Return the material word for word. Do not include pictures.
** start of EXERCISE MATERIAL **
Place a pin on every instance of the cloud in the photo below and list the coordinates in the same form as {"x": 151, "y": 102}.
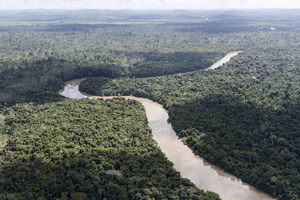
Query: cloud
{"x": 146, "y": 4}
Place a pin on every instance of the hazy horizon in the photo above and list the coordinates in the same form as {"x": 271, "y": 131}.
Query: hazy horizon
{"x": 148, "y": 4}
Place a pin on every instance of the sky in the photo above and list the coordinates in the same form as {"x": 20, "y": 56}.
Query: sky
{"x": 146, "y": 4}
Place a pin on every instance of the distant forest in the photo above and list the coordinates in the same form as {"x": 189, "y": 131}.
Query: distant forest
{"x": 243, "y": 116}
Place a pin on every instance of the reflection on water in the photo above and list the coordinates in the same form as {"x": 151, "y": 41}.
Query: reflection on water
{"x": 224, "y": 60}
{"x": 201, "y": 173}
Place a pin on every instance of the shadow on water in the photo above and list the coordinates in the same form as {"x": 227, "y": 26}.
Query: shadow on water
{"x": 243, "y": 138}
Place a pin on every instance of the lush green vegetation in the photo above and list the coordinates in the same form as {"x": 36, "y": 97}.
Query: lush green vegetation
{"x": 243, "y": 116}
{"x": 86, "y": 149}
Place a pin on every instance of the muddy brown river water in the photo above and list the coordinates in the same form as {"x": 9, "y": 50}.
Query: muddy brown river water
{"x": 200, "y": 172}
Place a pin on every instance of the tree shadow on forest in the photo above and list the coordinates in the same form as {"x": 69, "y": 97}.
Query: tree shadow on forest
{"x": 254, "y": 142}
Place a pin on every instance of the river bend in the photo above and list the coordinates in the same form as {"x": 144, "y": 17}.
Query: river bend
{"x": 202, "y": 174}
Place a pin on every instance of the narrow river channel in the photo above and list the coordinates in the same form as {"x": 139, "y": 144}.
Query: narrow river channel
{"x": 201, "y": 173}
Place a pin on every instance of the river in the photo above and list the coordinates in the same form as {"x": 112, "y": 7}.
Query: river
{"x": 200, "y": 172}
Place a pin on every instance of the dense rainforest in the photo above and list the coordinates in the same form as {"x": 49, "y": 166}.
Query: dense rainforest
{"x": 244, "y": 116}
{"x": 86, "y": 149}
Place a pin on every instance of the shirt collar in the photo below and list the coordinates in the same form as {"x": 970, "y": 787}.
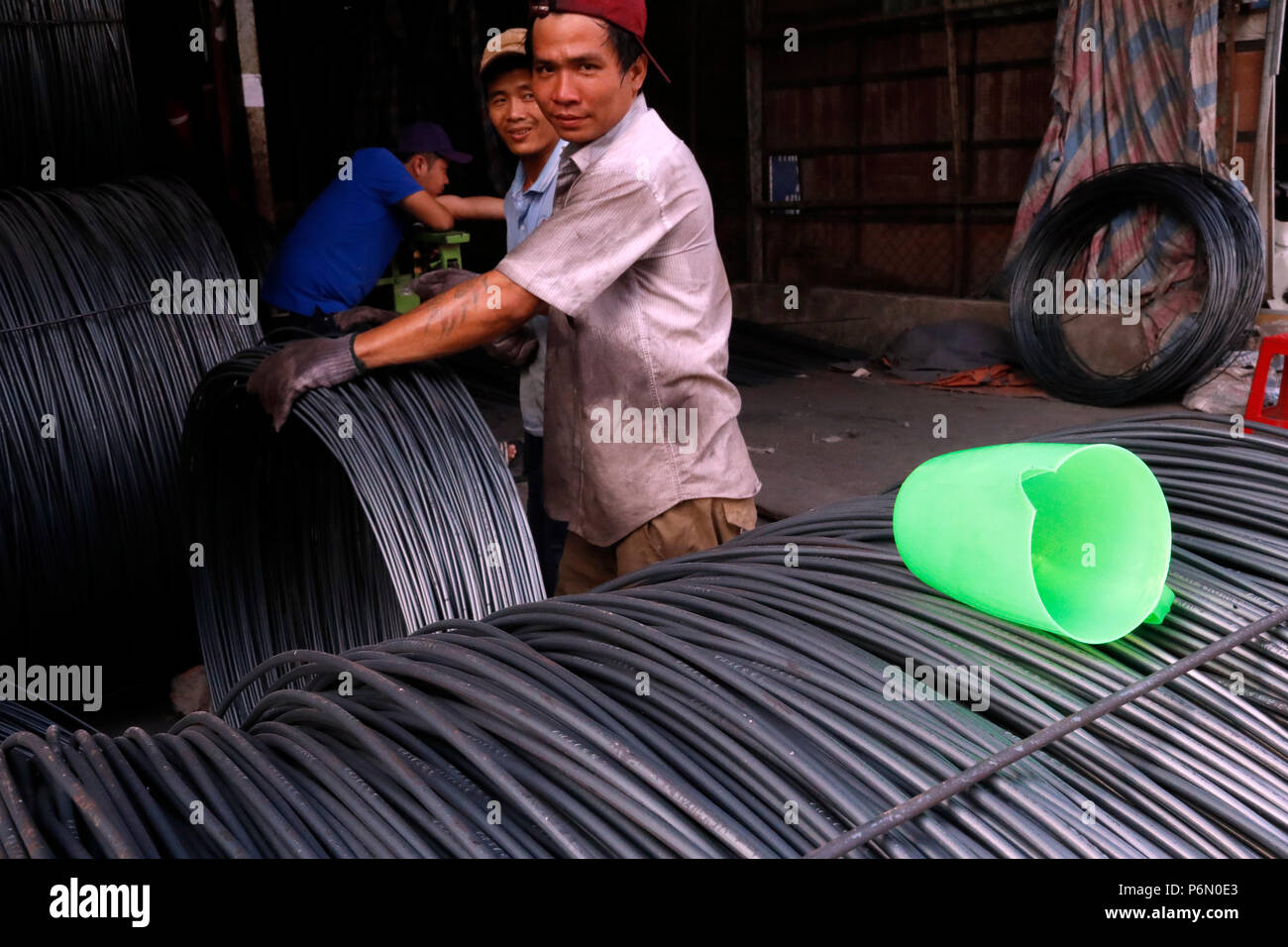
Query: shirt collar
{"x": 545, "y": 179}
{"x": 587, "y": 155}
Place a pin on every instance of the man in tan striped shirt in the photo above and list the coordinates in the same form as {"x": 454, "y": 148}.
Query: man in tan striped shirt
{"x": 644, "y": 458}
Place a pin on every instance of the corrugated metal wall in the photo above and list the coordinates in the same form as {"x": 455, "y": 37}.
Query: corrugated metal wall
{"x": 867, "y": 107}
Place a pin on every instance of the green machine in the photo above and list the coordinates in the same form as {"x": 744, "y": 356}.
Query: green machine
{"x": 423, "y": 244}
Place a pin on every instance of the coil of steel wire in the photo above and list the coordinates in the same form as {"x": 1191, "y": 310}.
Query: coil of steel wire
{"x": 1229, "y": 240}
{"x": 90, "y": 411}
{"x": 381, "y": 506}
{"x": 734, "y": 702}
{"x": 68, "y": 112}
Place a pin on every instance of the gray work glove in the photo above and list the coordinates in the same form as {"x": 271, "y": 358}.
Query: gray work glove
{"x": 437, "y": 281}
{"x": 518, "y": 347}
{"x": 301, "y": 367}
{"x": 362, "y": 316}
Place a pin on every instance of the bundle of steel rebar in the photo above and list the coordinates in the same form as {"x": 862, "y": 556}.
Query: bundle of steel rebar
{"x": 760, "y": 698}
{"x": 68, "y": 114}
{"x": 97, "y": 375}
{"x": 380, "y": 506}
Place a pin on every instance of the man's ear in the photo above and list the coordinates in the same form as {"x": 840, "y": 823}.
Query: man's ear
{"x": 636, "y": 72}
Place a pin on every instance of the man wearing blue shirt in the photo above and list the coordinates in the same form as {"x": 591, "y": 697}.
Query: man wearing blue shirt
{"x": 342, "y": 245}
{"x": 506, "y": 75}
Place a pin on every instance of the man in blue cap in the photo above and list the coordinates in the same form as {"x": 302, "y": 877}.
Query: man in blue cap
{"x": 342, "y": 245}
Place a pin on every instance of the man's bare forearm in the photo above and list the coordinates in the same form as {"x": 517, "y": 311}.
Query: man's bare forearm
{"x": 472, "y": 315}
{"x": 475, "y": 208}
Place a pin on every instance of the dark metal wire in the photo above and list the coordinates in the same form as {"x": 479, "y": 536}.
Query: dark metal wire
{"x": 94, "y": 390}
{"x": 68, "y": 91}
{"x": 380, "y": 506}
{"x": 1229, "y": 239}
{"x": 764, "y": 725}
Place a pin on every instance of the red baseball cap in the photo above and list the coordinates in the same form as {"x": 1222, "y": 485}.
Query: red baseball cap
{"x": 629, "y": 14}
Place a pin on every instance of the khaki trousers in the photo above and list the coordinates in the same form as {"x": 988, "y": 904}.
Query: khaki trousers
{"x": 687, "y": 527}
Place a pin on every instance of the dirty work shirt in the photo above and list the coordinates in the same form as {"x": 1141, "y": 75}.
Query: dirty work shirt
{"x": 524, "y": 210}
{"x": 336, "y": 253}
{"x": 639, "y": 321}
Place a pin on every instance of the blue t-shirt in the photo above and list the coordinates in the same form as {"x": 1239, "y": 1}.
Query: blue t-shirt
{"x": 336, "y": 253}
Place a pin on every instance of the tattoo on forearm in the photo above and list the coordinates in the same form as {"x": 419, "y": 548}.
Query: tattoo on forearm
{"x": 443, "y": 320}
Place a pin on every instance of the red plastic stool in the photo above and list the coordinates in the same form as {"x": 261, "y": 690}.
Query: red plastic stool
{"x": 1257, "y": 411}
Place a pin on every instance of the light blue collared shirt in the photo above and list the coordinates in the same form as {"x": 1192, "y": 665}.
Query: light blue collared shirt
{"x": 524, "y": 210}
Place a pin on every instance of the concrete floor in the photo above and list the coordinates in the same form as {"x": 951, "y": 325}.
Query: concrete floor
{"x": 825, "y": 436}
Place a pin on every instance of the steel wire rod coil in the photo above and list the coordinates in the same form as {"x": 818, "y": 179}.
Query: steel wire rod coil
{"x": 1229, "y": 240}
{"x": 68, "y": 93}
{"x": 735, "y": 702}
{"x": 94, "y": 390}
{"x": 380, "y": 506}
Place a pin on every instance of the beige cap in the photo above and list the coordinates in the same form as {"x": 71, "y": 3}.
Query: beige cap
** end of EXERCISE MATERIAL **
**ANSWER TO THE PROBLEM**
Place a pin on every instance of the cloud in the photo below and list the coordinates in the same form as {"x": 151, "y": 102}.
Query: cloud
{"x": 146, "y": 4}
Place a pin on every instance of the hazy horizon in the photo above and list the coordinates in the same form as {"x": 271, "y": 131}.
Query: hazy horizon
{"x": 148, "y": 4}
Place a pin on every instance of the sky in the photo above and list the coordinates in the same form as {"x": 20, "y": 56}.
Query: sky
{"x": 146, "y": 4}
Place a pin on every instance of the distant forest in the photo above and list the coordinates in the same form as {"x": 189, "y": 131}.
Query: distant forest
{"x": 243, "y": 116}
Place a pin on every instance of the reflection on water in the photo above and list the coordinates in the same form as {"x": 151, "y": 41}.
Query: reflection on water
{"x": 224, "y": 60}
{"x": 201, "y": 173}
Place a pin on every instance of the shadow on water in the photo above and list the coordinates in the same form as {"x": 227, "y": 26}.
Query: shadow on water
{"x": 243, "y": 138}
Place a pin on every instance of the lush green vegetation in the photo above and list the coordinates in the same form as {"x": 36, "y": 97}.
Query: lush green vegetation
{"x": 243, "y": 116}
{"x": 86, "y": 149}
Place a pin on every instance of the muddy brown river water in the photo above and list the coordinates in the same form as {"x": 9, "y": 50}.
Query: muddy brown river water
{"x": 200, "y": 172}
Place a pin on every instance of the tree shadow on forest in the photo above and list the coordinates in the same form as {"x": 69, "y": 97}.
Query: tree shadow on forest
{"x": 254, "y": 142}
Place a pin on every instance of the river bend in the photo above and list the coordinates in the same form as {"x": 144, "y": 17}.
Query: river bend
{"x": 202, "y": 174}
Place a pin on every instance of the narrow river channel in the photo above and list the coordinates in the same form as {"x": 139, "y": 144}.
Query: narrow river channel
{"x": 201, "y": 173}
Place a pin on every instance of the river in the photo above and list the coordinates in the same form as {"x": 112, "y": 7}.
Query: river
{"x": 200, "y": 172}
Place a pin on every instance of the dense rainforest in the photo above and list the coordinates in the same form as {"x": 49, "y": 166}.
Query: dense rainforest
{"x": 244, "y": 116}
{"x": 86, "y": 149}
Place a pin on every instance of the shirt collar in the photo below and list the coordinates in the same form as {"x": 970, "y": 787}.
Query: shirt collar
{"x": 545, "y": 179}
{"x": 587, "y": 155}
Place a pin on every instance of the man in tan striped shirt in the photo above and list the coordinates in the same form as {"x": 454, "y": 148}.
Query: man in tan striped shirt
{"x": 644, "y": 458}
Place a pin on every instance of the corrugated metal wall in the photo above and list the coordinates in the same form as {"x": 455, "y": 37}.
Query: corrugated metal wall
{"x": 867, "y": 107}
Place a pin on every instance of the green machine in the photo above and list the coordinates in the same form as {"x": 744, "y": 356}.
Query: green machine
{"x": 423, "y": 244}
Place a pin on every instance of the coil of steel wire in the photo above and list the coordinates in the same form as {"x": 1191, "y": 310}.
Query: coil of steel wire
{"x": 1229, "y": 240}
{"x": 90, "y": 411}
{"x": 381, "y": 506}
{"x": 734, "y": 702}
{"x": 68, "y": 112}
Place a pin on every instance of the gray work glove in the photo above and list the coordinates in the same form as {"x": 271, "y": 358}.
Query: gray work glove
{"x": 437, "y": 281}
{"x": 518, "y": 347}
{"x": 301, "y": 367}
{"x": 362, "y": 316}
Place a pin on every instance of the bundle of steel rebar in the photo above and list the coordinates in the same form as {"x": 862, "y": 556}.
Query: bundle of steel rebar
{"x": 760, "y": 698}
{"x": 68, "y": 114}
{"x": 97, "y": 375}
{"x": 380, "y": 506}
Place a pin on every instance of the man's ear in the photo above and list the coordinates in the same form as {"x": 840, "y": 823}.
Query: man's ear
{"x": 636, "y": 72}
Place a pin on every instance of the man wearing blue shirt in the photo above and list the coordinates in the same form as {"x": 591, "y": 697}.
Query: man wearing blue shirt
{"x": 342, "y": 245}
{"x": 506, "y": 75}
Place a pin on every instance of the man in blue cap in the photo above and list the coordinates in the same form as {"x": 302, "y": 877}.
Query: man in blue cap
{"x": 342, "y": 245}
Place a pin on every instance of the man's bare forearm in the photo above and list the coordinates in the same form as {"x": 517, "y": 311}.
Query: man's bare forearm
{"x": 472, "y": 315}
{"x": 475, "y": 208}
Place a pin on every instance of the dark metal wire in the photo above and list the coordinates in the same form as {"x": 479, "y": 536}.
Query: dark metal wire
{"x": 94, "y": 390}
{"x": 68, "y": 91}
{"x": 380, "y": 506}
{"x": 1229, "y": 239}
{"x": 764, "y": 725}
Place a pin on every instance of the red baseball cap in the photo above and list the coordinates in the same form as {"x": 1222, "y": 485}.
Query: red baseball cap
{"x": 629, "y": 14}
Place a pin on every instance of the khaki trousers in the photo above and list the coordinates in the same form as {"x": 988, "y": 904}.
Query: khaki trousers
{"x": 687, "y": 527}
Place a pin on every instance of the dirty work shirt in the photo above and list the coordinates in the same form as {"x": 1141, "y": 75}.
Query: dirty work shirt
{"x": 524, "y": 210}
{"x": 336, "y": 253}
{"x": 639, "y": 321}
Place a pin on every instance of the blue t-shirt in the photo above and list the coordinates in the same form as {"x": 1239, "y": 1}.
Query: blue t-shirt
{"x": 336, "y": 253}
Place a pin on every instance of the tattoo on forearm in the photo above and list the coordinates in the same form as {"x": 419, "y": 548}.
Query: tattoo on forearm
{"x": 443, "y": 320}
Place a pin on every instance of the red plastic stool in the photo above and list the coordinates in the same form as {"x": 261, "y": 690}.
Query: red plastic stool
{"x": 1257, "y": 411}
Place a pin on every instance of the light blue collared shirt in the photo above and list the coordinates in the same form as {"x": 1192, "y": 665}.
Query: light blue collared shirt
{"x": 524, "y": 210}
Place a pin on every instance of the concrete floor in the photo above and list the coordinates in the same form as {"x": 951, "y": 325}.
Query: concrete floor
{"x": 825, "y": 436}
Place a pin on every instance of the steel wire rod coil in the photo above and list the coordinates in the same form as {"x": 818, "y": 179}.
Query: steel wire rod coil
{"x": 1229, "y": 240}
{"x": 68, "y": 93}
{"x": 735, "y": 702}
{"x": 94, "y": 390}
{"x": 380, "y": 506}
Place a pin on every instance of the beige cap in the photo above and list the coordinates in the same form as {"x": 71, "y": 3}.
Query: beige cap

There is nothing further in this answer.